STATED TASK
Exactly reproduce each record listed below.

MATERIAL TO PROCESS
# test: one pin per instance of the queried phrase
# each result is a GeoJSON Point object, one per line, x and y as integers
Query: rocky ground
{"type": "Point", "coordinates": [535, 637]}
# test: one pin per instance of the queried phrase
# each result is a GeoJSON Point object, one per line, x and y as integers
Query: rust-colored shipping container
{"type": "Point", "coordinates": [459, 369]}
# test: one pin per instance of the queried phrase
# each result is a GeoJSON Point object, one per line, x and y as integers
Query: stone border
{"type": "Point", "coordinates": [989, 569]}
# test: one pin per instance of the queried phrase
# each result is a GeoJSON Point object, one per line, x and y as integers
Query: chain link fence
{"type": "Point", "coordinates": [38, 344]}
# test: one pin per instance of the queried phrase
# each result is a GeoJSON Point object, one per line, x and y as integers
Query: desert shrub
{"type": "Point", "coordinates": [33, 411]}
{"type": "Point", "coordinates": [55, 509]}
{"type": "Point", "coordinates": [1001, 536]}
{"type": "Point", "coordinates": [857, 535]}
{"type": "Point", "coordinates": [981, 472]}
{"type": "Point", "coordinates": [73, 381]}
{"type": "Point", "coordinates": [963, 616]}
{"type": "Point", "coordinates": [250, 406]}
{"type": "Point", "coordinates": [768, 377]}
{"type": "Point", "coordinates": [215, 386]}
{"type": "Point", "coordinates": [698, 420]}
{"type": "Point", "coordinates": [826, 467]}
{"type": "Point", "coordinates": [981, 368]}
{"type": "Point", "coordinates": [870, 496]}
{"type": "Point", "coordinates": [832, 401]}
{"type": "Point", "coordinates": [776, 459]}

TASK RESPONSE
# test: one pin per instance of the queried phrase
# each result is a GeoJSON Point object, one per line, x and y as integers
Query: rocky ground
{"type": "Point", "coordinates": [535, 637]}
# test: one pin per instance of the queried phrase
# each result is a GeoJSON Point object, one per line, x and y as integers
Query: rust-colored shipping container
{"type": "Point", "coordinates": [459, 369]}
# test: one pin per instance of the queried phrase
# each result is a GeoJSON Point object, one per line, x and y as integers
Query: stone border
{"type": "Point", "coordinates": [989, 569]}
# test: one pin per instance of the queried phrase
# each result is a GeoJSON Point object, one per line, x and y as integers
Query: chain link fence
{"type": "Point", "coordinates": [38, 344]}
# test: one pin per instance of the queried phrase
# each result is a GeoJSON Point object, one per line, x and y as integers
Query: desert shrub
{"type": "Point", "coordinates": [33, 411]}
{"type": "Point", "coordinates": [55, 509]}
{"type": "Point", "coordinates": [1001, 536]}
{"type": "Point", "coordinates": [857, 535]}
{"type": "Point", "coordinates": [981, 472]}
{"type": "Point", "coordinates": [73, 381]}
{"type": "Point", "coordinates": [963, 616]}
{"type": "Point", "coordinates": [250, 406]}
{"type": "Point", "coordinates": [768, 377]}
{"type": "Point", "coordinates": [215, 386]}
{"type": "Point", "coordinates": [698, 420]}
{"type": "Point", "coordinates": [826, 467]}
{"type": "Point", "coordinates": [981, 368]}
{"type": "Point", "coordinates": [870, 496]}
{"type": "Point", "coordinates": [832, 401]}
{"type": "Point", "coordinates": [776, 459]}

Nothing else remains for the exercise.